* AUFGABE
Welche Gegensatzpaare nennt der Übungstext als schwer zu quantisierende Klangeigenschaften?

* ÜBUNGSTEXT
Woran genau liegt das?
Ein wichtiger Faktor ist wohl Röhrenverstärkung bzw. -verzerrung. Ich habe schon oft gelesen, dass durch Tube Preamps und ähnliches digitaler Sound angereichert werden kann und dass das in der Praxis auch oft gemacht wird.
Es wird ja nicht jedes analoge Gerät auch mit einem Röhrenamp betrieben. Trotzdem klingen sie im Endeffekt wärmer.

Worauf sind diese schwer zu quantisierenden Klangeigenschaften (warm/kalt, weich/hart, mager/reich) überhaupt zurückzuführen? Zum Teil liegt das an mehr Obertönen bei analoger Technik, aber da muss es noch mehr geben.

Wieso wird der analog-warmer Klang beim Samplen nicht komplett eingefangen? Digitale Geräte, die einfach nur analoge Geräte emulieren und samplen verlieren die Wärme dann trotzdem... das verstehe ich nicht.
Ich bin mir natürlich darüber im klaren, dass bei teuren digitalen Geräten die Wärme durchaus annähernd erreicht werden kann.

Gibt es da auch einen psychologischen Faktor? Ich kann mir denken, dass einige alte Hasen aus dem Zeitalter der elektromechanischen Geräte skeptisch gegenüber der Digitaltechnik sind und diese deswegen standartmässig als kalt bezeichnen. Kann es sein, dass man automatisch einen analogen Sound, der einem digitalen Sound exaxt gleichen würde, als wärmer empfindet, nur weil man weiß, dass er analog erzeugt wird?

Wenn es dazu schon einen Thread gab, oder andere Treads, in denen das wenigstens zum Teil diskutiert (!) wurde, wäre es nett, den hier zu verlinken... die Suchfunktion spuckt bei der Suche nach "analog" und "digital" sowie "warm" und "kalt" viel zu viel raus, und das meiste sind dann auch nur Einzelposts, die besagen, dass digitale Technik schlecht und böse ist.

* DATENSATZ
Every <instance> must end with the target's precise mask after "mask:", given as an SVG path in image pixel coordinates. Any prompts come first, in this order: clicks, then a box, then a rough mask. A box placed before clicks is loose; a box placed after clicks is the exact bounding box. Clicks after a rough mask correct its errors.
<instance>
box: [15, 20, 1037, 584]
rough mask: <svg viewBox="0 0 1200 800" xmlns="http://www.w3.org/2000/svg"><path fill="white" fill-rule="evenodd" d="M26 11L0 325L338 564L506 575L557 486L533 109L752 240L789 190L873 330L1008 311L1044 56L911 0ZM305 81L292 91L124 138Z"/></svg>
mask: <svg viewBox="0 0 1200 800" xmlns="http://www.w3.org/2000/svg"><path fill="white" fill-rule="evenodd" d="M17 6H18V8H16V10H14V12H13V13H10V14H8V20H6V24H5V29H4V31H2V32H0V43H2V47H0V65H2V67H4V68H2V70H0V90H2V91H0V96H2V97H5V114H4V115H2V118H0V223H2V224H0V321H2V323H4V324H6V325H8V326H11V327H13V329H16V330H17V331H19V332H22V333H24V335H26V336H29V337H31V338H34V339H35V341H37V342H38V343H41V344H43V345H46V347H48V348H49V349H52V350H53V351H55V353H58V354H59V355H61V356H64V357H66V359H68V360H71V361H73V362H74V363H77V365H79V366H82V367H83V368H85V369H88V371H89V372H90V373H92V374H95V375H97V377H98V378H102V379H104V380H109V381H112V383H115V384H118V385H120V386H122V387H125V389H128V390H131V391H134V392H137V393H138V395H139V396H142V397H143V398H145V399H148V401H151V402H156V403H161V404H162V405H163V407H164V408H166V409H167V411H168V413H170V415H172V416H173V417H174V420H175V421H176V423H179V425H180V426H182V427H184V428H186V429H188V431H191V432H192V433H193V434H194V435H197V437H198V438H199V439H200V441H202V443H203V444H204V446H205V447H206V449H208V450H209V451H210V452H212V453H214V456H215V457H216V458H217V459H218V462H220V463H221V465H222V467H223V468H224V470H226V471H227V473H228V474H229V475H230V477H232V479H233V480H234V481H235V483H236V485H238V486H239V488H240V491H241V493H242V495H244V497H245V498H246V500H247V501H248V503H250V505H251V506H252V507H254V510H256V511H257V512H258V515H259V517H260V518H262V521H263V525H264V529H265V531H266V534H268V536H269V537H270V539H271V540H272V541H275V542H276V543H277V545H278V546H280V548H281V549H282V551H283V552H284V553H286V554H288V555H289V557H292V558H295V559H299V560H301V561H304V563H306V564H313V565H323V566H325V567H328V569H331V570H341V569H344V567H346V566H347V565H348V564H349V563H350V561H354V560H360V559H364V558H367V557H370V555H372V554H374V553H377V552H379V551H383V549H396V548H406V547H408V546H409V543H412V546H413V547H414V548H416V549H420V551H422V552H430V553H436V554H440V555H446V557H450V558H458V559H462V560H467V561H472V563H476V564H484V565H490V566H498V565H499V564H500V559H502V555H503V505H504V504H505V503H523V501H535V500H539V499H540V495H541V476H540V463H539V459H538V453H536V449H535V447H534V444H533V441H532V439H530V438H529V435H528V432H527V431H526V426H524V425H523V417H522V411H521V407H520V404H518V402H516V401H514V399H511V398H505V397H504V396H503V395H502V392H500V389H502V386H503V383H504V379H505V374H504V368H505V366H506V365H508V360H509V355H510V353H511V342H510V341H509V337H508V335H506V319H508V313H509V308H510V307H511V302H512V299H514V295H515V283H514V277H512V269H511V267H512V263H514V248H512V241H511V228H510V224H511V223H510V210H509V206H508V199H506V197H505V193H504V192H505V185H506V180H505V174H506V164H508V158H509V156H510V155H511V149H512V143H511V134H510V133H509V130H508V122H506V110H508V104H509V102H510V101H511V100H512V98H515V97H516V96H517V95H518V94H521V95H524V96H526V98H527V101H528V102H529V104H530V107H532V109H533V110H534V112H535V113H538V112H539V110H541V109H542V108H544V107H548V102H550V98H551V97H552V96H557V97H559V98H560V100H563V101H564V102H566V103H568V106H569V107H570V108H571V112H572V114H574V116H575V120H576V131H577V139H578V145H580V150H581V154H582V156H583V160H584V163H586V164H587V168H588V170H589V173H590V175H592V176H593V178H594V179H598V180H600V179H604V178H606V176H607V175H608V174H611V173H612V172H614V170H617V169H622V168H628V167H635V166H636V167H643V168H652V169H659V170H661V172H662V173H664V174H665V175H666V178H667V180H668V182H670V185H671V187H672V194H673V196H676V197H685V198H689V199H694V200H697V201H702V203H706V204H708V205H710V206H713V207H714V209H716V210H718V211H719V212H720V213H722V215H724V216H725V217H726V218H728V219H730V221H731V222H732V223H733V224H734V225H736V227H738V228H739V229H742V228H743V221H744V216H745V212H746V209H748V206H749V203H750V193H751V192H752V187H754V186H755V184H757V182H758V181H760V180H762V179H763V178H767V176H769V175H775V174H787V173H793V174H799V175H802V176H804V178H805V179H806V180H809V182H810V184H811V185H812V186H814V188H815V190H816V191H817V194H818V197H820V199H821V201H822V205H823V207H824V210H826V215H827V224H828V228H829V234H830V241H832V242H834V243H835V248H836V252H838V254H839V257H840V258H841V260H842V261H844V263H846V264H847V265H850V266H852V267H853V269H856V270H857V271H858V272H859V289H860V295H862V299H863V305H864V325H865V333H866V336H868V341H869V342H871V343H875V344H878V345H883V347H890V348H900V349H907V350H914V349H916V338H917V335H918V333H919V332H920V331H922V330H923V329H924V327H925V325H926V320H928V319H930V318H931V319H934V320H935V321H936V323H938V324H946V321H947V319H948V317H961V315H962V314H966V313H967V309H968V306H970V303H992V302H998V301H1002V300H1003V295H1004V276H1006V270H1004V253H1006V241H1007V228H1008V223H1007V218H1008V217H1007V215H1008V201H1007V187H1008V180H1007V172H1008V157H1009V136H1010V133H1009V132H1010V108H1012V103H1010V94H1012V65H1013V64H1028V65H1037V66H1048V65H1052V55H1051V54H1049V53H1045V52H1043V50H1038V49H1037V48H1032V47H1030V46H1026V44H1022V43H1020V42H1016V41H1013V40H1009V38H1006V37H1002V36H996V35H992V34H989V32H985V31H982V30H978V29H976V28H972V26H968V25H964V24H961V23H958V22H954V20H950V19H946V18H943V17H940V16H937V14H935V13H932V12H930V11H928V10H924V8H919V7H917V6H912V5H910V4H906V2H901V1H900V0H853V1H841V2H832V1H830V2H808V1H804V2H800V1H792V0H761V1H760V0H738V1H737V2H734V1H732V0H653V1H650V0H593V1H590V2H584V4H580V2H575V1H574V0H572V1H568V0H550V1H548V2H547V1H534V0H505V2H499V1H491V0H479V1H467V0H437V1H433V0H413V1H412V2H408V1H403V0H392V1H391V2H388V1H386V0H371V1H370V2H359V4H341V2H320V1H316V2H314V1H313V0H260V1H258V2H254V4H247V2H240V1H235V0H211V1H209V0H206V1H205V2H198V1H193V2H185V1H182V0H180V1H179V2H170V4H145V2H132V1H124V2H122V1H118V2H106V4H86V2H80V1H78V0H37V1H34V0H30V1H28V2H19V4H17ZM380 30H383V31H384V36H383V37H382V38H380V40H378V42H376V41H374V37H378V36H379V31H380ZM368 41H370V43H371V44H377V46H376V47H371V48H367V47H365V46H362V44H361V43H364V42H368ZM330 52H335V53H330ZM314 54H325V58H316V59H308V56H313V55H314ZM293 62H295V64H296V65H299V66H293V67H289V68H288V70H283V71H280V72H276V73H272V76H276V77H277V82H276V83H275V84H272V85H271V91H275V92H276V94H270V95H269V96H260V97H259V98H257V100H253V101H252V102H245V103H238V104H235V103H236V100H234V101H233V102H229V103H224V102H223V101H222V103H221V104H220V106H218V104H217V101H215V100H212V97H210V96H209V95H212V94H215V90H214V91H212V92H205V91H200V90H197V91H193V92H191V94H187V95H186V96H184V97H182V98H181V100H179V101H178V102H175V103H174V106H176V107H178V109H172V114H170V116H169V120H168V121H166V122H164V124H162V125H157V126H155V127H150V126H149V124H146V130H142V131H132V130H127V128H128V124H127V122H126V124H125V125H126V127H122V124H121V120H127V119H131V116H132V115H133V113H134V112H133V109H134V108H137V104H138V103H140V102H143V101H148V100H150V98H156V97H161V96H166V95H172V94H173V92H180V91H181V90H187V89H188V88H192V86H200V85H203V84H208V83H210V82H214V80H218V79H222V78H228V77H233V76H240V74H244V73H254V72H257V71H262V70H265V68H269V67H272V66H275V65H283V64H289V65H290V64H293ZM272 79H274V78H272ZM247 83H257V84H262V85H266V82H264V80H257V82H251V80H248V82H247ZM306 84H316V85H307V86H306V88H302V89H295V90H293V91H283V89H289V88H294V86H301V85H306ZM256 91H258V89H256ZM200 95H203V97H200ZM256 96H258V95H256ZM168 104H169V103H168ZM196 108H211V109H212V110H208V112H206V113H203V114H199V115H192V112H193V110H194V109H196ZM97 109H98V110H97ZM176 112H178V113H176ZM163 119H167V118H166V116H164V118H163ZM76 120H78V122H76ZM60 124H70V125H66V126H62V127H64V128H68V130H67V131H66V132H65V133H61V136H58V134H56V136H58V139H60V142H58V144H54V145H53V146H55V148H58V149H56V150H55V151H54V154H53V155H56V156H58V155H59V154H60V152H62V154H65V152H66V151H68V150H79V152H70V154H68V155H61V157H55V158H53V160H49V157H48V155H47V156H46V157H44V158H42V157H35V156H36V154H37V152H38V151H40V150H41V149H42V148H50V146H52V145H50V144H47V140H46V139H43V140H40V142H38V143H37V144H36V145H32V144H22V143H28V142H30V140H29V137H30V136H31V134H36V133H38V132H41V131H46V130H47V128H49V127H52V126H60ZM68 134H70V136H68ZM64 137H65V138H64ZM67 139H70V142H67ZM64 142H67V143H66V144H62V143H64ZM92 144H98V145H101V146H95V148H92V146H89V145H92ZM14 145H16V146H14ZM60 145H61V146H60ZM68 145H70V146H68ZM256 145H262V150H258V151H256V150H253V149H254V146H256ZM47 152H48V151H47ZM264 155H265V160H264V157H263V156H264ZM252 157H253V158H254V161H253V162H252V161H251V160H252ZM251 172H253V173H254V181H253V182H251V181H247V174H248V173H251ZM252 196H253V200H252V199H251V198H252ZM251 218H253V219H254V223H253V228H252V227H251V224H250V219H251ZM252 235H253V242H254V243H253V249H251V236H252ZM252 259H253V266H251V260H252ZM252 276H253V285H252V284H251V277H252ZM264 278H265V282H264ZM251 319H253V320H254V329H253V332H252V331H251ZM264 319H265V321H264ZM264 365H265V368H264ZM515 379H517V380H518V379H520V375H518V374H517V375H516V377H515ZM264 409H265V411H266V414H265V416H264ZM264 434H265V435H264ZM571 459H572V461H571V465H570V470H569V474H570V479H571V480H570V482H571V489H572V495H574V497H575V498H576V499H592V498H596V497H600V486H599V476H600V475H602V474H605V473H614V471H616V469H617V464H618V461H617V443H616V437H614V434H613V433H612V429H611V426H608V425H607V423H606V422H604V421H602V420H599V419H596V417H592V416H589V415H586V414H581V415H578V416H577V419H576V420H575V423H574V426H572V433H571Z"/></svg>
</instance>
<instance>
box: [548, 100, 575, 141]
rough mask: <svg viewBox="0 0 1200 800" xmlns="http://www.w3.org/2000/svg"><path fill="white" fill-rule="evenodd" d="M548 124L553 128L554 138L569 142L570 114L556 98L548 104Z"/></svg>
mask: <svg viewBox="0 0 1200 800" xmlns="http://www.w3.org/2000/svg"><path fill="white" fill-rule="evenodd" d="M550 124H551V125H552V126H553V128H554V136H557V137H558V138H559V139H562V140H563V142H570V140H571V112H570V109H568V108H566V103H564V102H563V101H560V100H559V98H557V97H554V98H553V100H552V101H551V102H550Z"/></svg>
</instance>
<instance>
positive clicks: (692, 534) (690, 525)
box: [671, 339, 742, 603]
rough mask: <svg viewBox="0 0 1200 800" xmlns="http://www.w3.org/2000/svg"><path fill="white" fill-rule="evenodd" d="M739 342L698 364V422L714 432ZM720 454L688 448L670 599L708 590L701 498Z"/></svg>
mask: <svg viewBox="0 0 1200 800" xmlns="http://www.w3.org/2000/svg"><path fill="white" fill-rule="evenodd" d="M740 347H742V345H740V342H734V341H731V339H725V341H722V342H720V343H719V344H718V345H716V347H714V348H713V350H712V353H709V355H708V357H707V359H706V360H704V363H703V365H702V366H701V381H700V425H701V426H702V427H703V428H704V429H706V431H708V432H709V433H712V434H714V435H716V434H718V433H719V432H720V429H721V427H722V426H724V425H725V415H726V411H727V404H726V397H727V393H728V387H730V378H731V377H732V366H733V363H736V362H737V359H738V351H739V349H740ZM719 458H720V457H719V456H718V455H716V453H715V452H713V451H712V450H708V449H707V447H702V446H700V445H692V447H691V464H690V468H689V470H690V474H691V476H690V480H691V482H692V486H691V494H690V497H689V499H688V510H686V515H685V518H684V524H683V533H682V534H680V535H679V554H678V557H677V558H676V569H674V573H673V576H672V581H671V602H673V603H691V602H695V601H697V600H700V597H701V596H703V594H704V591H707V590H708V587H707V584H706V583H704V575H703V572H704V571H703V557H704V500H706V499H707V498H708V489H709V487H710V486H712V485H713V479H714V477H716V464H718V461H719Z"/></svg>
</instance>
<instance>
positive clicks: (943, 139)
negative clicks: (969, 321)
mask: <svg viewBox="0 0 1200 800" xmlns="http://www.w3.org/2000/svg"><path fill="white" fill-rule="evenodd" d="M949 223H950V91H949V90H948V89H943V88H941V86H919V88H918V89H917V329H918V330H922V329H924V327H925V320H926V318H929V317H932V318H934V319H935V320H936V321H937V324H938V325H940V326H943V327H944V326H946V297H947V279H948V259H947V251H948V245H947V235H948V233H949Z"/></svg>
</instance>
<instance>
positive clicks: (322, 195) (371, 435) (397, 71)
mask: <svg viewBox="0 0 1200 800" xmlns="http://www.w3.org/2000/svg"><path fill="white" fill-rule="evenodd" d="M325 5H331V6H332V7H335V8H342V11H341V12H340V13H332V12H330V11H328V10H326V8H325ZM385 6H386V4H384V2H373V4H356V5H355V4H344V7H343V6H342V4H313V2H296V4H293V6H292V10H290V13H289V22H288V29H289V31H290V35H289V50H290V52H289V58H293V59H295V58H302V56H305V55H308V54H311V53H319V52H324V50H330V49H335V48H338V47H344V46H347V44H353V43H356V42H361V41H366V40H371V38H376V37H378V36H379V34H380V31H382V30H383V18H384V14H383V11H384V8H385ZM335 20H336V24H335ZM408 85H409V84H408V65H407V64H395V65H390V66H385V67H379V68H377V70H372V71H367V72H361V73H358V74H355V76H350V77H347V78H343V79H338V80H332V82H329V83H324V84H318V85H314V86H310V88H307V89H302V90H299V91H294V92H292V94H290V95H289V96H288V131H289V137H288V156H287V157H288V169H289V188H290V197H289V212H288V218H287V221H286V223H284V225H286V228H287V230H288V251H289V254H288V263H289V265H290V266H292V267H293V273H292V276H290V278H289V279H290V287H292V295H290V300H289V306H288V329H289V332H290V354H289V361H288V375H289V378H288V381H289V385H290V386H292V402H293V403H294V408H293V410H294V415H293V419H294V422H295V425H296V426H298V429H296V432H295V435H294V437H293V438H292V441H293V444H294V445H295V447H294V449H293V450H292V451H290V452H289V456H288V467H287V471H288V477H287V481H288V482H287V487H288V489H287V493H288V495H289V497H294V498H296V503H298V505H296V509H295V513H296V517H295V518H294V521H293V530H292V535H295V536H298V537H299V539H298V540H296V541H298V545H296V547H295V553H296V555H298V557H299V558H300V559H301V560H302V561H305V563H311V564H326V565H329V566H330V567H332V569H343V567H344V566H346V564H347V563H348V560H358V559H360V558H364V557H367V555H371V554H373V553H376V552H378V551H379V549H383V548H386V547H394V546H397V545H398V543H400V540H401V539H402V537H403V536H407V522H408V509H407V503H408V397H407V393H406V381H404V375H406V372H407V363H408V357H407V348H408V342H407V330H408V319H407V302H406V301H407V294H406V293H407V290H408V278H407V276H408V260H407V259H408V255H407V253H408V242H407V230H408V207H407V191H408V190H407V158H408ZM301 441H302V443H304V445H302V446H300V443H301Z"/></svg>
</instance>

* ERGEBNIS
Warm/kalt, weich/hart und mager/reich.